_Document excerpt_
++++++++++++++++++++

This is exactly what has happened at Hanover, MA-based Ambulatory Surgical Centers of America (ASCOA) when Tyler Merrill, vice president of business development, developed a patient exception form for his centers. (See copy of the form.)
"The impetus was to capture all of the cases from the partners that we possibly could and uncover any sort of roadblock that we might not know about at the center," Merrill says.
In sitting down with the schedulers from the physician's offices, surgery center staff realized that there were a number of cases that could have been performed at the surgery centers, but weren't. "We wanted to know why," Merrill says.
The form lists potential reasons that the surgeon might have taken the case to another facility, including patient choice and not enough block time. In some cases, the ASCOA staff realized that the schedulers were relying on outdated information.
For example, in 2007, they thought any lesion smaller than 6 cm was considered to be an office procedure. However, the Centers for Medicare & Medicaid Services had changed the reimbursement policies and would reimburse those cases at surgery centers, Merrill says.
The surgery center staff collected the completed patient exception forms at the end of the month. They looked for the large stacks of paper to see who isn't being best accommodated at the center. "We'd get a process in place to identify problems," Merrill says. "Hopefully, we would see the stacks shrink over time."

++++++++++++++++++++

_Dataset content_
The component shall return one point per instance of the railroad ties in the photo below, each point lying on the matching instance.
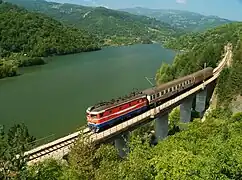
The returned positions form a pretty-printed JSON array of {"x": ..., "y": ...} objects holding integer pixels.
[{"x": 60, "y": 147}]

++++++++++++++++++++

_Requirement 1_
In the text on ASCOA's patient exception form, why did surgery center staff look for the large stacks of completed forms each month? Answer in one to three sentences.
_Requirement 2_
Extend the text on ASCOA's patient exception form, starting after its final sentence.
The data come from a separate source and are unrelated to the text.

_Exercise result 1_
The staff looked for the large stacks to see who was not being best accommodated at the center. This gave them a process for identifying problems, and they hoped the stacks would shrink over time.

_Exercise result 2_
While no one likes additional paperwork, the schedulers kept the patient exception forms next to their phones so they were more likely to fill them out. In terms of the physicians, it covers their backs, Merrill says. "At our physician partner meetings, I can look them in the eye and ask, 'Are you doing everything you can at the center?" This is their backup to say, 'I'm doing everything I can. For the cases that didn't come here, here's why.'"
In the case of one very busy ear, nose and throat (ENT) physician, the form indicated that the surgeon needed additional block time. "In the past, patients waited a week and half for tubes that needed to be put in for ear trouble," Merrill says. "Now, we can accommodate them within a week. Opening up more time at the center eliminated that hurdle."